[TASK DATA start]
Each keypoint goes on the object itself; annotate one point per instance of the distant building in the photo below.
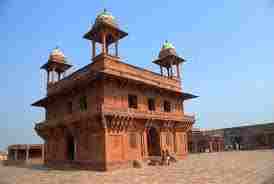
(200, 141)
(25, 153)
(109, 113)
(249, 137)
(3, 155)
[TASK DATA end]
TASK GOAL
Rewrite all of the data above line by line, including the text accompanying each point set. Multiply every point coordinate by 0.65 and round to whole numbers, rounding halves up, but leave the pictures out.

WRITTEN RESPONSE
Each keypoint goes on the object itself; annotate one point per instance of the distant building in the photo below.
(130, 92)
(16, 99)
(71, 73)
(162, 89)
(2, 101)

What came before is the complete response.